━━━ Data for processing
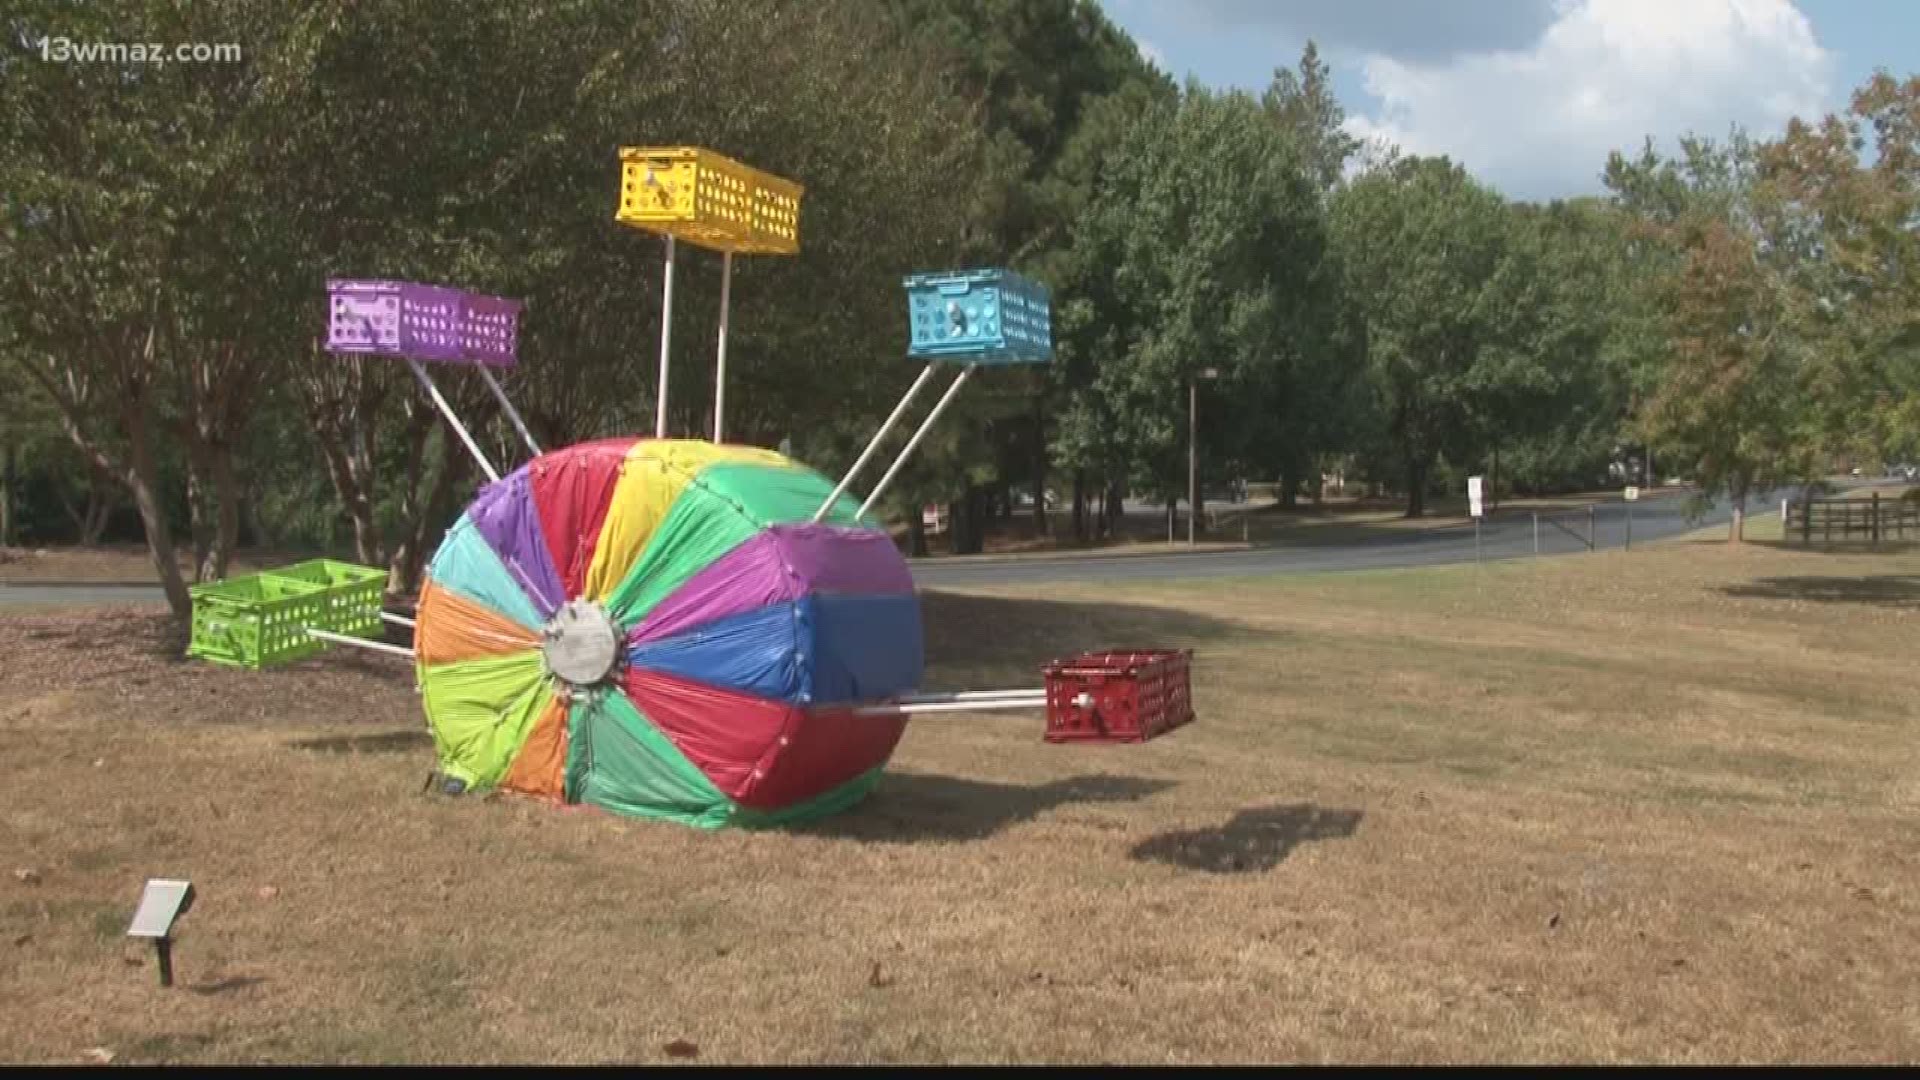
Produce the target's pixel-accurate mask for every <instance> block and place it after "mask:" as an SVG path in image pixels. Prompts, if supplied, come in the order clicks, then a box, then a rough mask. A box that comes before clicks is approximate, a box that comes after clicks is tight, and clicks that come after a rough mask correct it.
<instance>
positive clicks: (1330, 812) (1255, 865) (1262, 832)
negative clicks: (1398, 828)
mask: <svg viewBox="0 0 1920 1080" xmlns="http://www.w3.org/2000/svg"><path fill="white" fill-rule="evenodd" d="M1359 817H1361V811H1336V809H1323V807H1315V805H1311V803H1298V805H1290V807H1265V809H1246V811H1240V813H1236V815H1233V821H1229V822H1227V824H1223V826H1219V828H1187V830H1179V832H1162V834H1160V836H1152V838H1148V840H1144V842H1140V844H1139V846H1137V847H1135V849H1133V857H1135V859H1140V861H1152V863H1169V865H1175V867H1185V869H1188V871H1206V872H1212V874H1235V872H1252V871H1271V869H1273V867H1279V865H1281V863H1284V861H1286V857H1288V855H1292V851H1294V847H1298V846H1302V844H1306V842H1309V840H1344V838H1348V836H1354V830H1356V828H1359Z"/></svg>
━━━━━━
Instructions for the task:
When a line in the data holds the word "instance", show that line.

Reply to the task:
Produce the target's pixel-accurate mask for every <instance> block and place it after "mask:" as an SVG path in image pixels. Prompts, if supplied, come in the order clicks, then a box, then a rough mask. A box that comes before clicks is approximate, a box that comes after clicks is tight, and clicks that come after a rough mask correct it.
<instance>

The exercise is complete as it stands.